» **Your objective**: Swap "white pavement line" for "white road stripe" throughout the records below, and give the lines again with everything else unchanged.
##### Entries
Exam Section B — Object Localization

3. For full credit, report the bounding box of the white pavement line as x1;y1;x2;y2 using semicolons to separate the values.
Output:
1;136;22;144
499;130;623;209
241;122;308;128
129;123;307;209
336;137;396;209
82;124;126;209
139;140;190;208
##########
» **Answer for the task**:
Exam Section B — Object Localization

3. For full credit, report the bounding box of the white road stripe as x1;y1;x2;y2 using semicolons to separate the values.
Output:
1;136;22;144
499;130;623;209
241;122;308;128
129;123;307;209
336;137;396;209
82;124;126;209
139;140;190;208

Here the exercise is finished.